WHAT YOU SHOULD DO: Copy out, from the data, each line containing the string "hillside".

AVAILABLE DATA: Begin

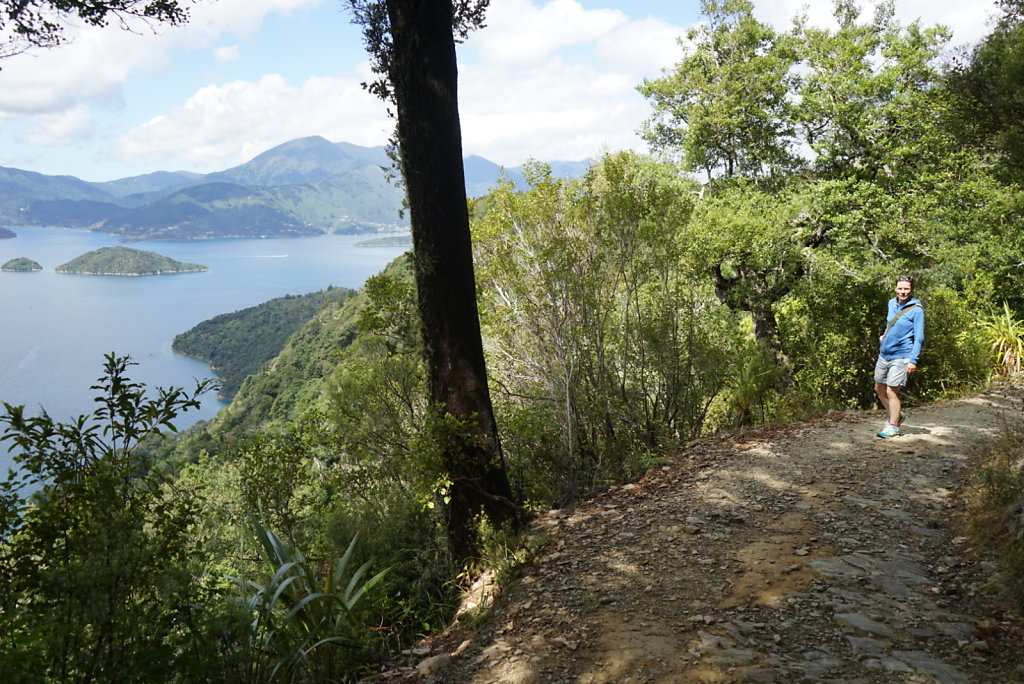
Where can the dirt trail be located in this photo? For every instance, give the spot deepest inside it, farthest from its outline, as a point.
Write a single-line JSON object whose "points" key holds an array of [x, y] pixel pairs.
{"points": [[808, 553]]}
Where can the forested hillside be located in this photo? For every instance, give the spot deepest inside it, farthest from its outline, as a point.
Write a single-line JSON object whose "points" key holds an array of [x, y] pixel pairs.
{"points": [[238, 344], [736, 276], [125, 261]]}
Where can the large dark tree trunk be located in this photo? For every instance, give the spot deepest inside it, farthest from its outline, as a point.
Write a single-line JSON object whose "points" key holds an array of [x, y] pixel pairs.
{"points": [[751, 292], [424, 81]]}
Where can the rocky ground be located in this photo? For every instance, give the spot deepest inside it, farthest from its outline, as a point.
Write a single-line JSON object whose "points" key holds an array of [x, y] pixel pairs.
{"points": [[814, 552]]}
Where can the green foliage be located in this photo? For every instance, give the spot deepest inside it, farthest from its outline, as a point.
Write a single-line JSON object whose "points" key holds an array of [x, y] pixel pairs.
{"points": [[724, 105], [238, 344], [307, 626], [1005, 336], [600, 349], [990, 107], [95, 551], [40, 23], [125, 261], [20, 264], [995, 509]]}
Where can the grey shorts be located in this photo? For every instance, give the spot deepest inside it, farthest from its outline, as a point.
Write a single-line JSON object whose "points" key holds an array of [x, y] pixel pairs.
{"points": [[891, 373]]}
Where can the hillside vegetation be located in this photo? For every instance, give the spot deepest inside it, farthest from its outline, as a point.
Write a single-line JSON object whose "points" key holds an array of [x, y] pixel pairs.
{"points": [[125, 261], [307, 186], [628, 315], [237, 344], [20, 264]]}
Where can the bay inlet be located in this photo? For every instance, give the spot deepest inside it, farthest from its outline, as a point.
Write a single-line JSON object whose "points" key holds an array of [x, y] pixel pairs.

AVAILABLE DATA: End

SOLVED EXERCISE:
Where can the forested hillside be located in this photo? For every instance, give the spot deepest inside it, farthest from its outline, as a point.
Where can the hillside vegetation be located in this photo? For every instance, give the spot deepest inside it, farthest from its outline, as a point.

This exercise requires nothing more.